▸ TAREFA PROPOSTA
Reproduza integralmente o texto abaixo sobre a sociobioeconomia e a remuneração das populações tradicionais, sem alterar nenhuma palavra nem sinal de pontuação.

▸ TEXTO DE ORIGEM
Justamente pelas barreiras logísticas e de escalabilidade, os custos são altos e muitas iniciativas dependem ainda de capital subsidiado ou de compradores que aceitem pagar mais caro por entender o benefício adicional que seus produtos agregam. Além disso, a remuneração adequada para quem produz é primordial para manter os produtores focados e engajados, especialmente os jovens, e diminuir a tentação das promessas de dinheiro fácil vindo de atividades ilegais.

Por isso, conta Gomes, o Imaflora está desenvolvendo mecanismos de equalização de preços para garantir preços justos e éticos. “Não dá para falar sobre viabilidade da sociobio economia se não entendermos que há uma série de serviços de preservação sendo prestados e não apenas produtos em si”, diz. Ela cita relatório de 2021 das Nações Unidas que as populações tradicionais são apenas 5% do mundo, mas são responsáveis pela preservação de territórios que abrigam 80% da biodiversidade global. Só no Brasil, protegem cerca de um terço das florestas.

Os aportes do Carrefour e da Fundação Zurich somam R$ 3 milhões. É necessário para desenhar a estrutura de Pagamento por Serviço Ambiental (PSA) que contemple a diversidade de produtos e sua complexidade e ofereça um prêmio pelo cuidado com o meio ambiente. “Agora temos recursos para desenhar um Mecanismo Viabilizar de Cadeias, como estamos chamando. Pretendemos, com dados, encontrar formas de pagar prêmios adicionais para as populações tradicionais que fazem parte da Rede de Origens Brasil”, conta.

▸ Entradas de indicação de objetos rotulados
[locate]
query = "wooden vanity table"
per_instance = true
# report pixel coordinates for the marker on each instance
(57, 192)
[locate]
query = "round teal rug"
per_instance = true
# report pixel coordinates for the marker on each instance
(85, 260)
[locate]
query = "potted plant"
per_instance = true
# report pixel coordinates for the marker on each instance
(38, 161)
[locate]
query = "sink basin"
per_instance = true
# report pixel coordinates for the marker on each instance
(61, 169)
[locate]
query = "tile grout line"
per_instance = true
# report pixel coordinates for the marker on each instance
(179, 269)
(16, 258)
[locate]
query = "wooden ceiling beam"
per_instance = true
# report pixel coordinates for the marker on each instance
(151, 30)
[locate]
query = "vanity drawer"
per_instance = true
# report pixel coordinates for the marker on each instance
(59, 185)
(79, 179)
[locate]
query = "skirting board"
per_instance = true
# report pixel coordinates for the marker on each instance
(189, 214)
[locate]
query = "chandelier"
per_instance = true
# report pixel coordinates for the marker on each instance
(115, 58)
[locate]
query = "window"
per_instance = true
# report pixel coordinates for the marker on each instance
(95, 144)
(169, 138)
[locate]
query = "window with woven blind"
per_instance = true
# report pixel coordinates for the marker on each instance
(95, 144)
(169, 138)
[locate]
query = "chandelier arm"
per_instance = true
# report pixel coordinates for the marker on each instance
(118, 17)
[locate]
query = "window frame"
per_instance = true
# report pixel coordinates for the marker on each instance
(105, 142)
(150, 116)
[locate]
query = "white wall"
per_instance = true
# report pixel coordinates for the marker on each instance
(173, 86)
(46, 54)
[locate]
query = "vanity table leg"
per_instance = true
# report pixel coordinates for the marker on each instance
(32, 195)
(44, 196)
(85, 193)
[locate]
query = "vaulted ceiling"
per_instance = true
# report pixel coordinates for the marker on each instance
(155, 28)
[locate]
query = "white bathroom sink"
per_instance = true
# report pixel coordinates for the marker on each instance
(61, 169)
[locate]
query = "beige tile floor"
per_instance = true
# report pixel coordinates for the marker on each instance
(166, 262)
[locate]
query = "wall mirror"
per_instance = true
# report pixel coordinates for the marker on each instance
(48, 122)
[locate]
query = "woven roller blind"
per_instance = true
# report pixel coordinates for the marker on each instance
* * *
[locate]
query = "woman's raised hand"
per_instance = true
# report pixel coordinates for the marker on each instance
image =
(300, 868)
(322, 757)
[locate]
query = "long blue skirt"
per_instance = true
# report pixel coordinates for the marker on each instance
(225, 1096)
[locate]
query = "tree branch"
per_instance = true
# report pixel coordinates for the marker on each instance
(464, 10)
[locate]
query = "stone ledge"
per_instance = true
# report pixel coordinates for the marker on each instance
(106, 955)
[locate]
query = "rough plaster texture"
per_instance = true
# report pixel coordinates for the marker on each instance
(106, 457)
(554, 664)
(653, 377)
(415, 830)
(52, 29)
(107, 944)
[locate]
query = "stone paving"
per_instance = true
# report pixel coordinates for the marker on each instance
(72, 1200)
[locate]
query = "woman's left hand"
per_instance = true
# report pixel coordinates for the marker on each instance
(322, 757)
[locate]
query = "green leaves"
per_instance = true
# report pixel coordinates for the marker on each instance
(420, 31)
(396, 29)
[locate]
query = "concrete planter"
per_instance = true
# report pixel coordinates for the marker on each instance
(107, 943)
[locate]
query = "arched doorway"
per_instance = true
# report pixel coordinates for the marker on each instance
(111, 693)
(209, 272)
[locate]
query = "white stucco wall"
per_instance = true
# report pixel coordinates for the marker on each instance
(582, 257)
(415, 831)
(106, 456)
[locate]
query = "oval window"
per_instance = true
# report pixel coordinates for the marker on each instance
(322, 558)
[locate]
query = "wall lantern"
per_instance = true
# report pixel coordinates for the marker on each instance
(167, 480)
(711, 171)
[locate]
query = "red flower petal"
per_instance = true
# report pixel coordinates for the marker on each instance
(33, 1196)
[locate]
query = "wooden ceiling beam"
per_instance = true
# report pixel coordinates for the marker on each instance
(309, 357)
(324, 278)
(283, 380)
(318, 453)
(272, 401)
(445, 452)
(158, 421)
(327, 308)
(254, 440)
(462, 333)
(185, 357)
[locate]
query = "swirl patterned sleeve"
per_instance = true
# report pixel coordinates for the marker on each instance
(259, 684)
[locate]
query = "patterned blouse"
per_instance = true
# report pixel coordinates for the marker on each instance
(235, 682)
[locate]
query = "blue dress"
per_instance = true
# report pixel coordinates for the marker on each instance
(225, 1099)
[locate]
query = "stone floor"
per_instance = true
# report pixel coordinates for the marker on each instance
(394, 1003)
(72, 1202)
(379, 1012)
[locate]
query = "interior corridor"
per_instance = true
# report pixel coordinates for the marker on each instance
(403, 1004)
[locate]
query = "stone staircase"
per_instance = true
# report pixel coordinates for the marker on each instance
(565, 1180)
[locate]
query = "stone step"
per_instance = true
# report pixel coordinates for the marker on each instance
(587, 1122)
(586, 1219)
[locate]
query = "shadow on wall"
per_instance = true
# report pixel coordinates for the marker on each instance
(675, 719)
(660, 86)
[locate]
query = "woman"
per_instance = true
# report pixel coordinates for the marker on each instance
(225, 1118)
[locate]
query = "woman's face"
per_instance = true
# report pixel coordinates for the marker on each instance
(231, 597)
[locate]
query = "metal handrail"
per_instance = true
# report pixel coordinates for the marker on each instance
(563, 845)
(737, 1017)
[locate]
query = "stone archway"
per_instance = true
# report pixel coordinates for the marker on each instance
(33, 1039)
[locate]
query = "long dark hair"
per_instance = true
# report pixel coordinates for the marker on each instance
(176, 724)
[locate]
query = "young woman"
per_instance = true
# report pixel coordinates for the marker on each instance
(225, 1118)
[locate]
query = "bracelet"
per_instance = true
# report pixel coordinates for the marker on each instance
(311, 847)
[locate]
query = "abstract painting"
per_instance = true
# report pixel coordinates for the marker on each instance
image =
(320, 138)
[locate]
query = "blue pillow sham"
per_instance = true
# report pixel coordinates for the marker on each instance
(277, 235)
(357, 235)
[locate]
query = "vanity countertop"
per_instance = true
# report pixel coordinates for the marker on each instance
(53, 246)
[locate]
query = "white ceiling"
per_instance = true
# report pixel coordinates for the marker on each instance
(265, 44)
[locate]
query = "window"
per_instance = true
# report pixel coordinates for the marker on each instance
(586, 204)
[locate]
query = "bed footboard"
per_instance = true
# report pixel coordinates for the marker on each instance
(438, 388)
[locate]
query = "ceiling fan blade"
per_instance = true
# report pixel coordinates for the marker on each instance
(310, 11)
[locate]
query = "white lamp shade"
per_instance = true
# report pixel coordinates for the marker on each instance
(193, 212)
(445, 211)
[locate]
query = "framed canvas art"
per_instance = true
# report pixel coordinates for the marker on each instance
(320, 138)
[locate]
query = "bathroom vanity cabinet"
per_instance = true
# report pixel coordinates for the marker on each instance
...
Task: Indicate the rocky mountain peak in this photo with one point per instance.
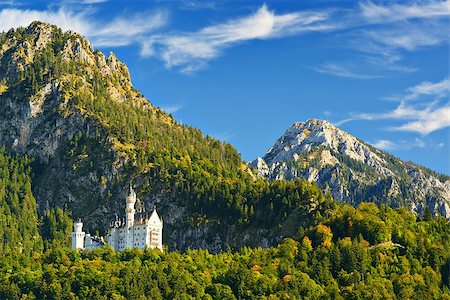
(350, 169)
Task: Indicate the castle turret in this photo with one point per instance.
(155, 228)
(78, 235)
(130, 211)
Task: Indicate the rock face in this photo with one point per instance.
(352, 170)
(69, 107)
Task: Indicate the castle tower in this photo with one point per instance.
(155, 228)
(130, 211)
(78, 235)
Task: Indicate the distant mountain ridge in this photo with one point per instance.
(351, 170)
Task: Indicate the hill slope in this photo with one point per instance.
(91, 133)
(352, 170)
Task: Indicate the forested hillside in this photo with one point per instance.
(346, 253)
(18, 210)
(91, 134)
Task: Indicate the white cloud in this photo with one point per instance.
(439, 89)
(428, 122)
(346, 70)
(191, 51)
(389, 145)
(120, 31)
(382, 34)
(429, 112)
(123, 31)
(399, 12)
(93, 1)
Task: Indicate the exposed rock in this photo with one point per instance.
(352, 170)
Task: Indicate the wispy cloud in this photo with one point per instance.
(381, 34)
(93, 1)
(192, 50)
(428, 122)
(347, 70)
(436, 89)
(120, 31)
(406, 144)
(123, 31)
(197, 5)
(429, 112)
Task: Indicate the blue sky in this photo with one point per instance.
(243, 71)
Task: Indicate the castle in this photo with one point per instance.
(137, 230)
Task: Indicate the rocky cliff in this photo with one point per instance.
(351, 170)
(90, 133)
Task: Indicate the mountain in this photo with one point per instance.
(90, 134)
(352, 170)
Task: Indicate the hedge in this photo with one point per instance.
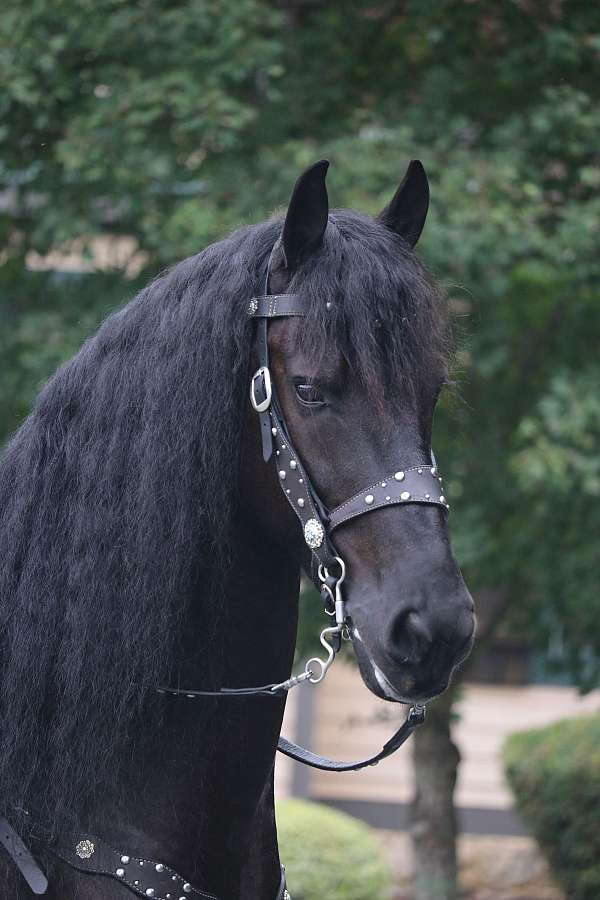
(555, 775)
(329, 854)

▸ RESPOSTA COMPLETA
Justamente pelas barreiras logísticas e de escalabilidade, os custos são altos e muitas iniciativas dependem ainda de capital subsidiado ou de compradores que aceitem pagar mais caro por entender o benefício adicional que seus produtos agregam. Além disso, a remuneração adequada para quem produz é primordial para manter os produtores focados e engajados, especialmente os jovens, e diminuir a tentação das promessas de dinheiro fácil vindo de atividades ilegais.

Por isso, conta Gomes, o Imaflora está desenvolvendo mecanismos de equalização de preços para garantir preços justos e éticos. “Não dá para falar sobre viabilidade da sociobio economia se não entendermos que há uma série de serviços de preservação sendo prestados e não apenas produtos em si”, diz. Ela cita relatório de 2021 das Nações Unidas que as populações tradicionais são apenas 5% do mundo, mas são responsáveis pela preservação de territórios que abrigam 80% da biodiversidade global. Só no Brasil, protegem cerca de um terço das florestas.

Os aportes do Carrefour e da Fundação Zurich somam R$ 3 milhões. É necessário para desenhar a estrutura de Pagamento por Serviço Ambiental (PSA) que contemple a diversidade de produtos e sua complexidade e ofereça um prêmio pelo cuidado com o meio ambiente. “Agora temos recursos para desenhar um Mecanismo Viabilizar de Cadeias, como estamos chamando. Pretendemos, com dados, encontrar formas de pagar prêmios adicionais para as populações tradicionais que fazem parte da Rede de Origens Brasil”, conta.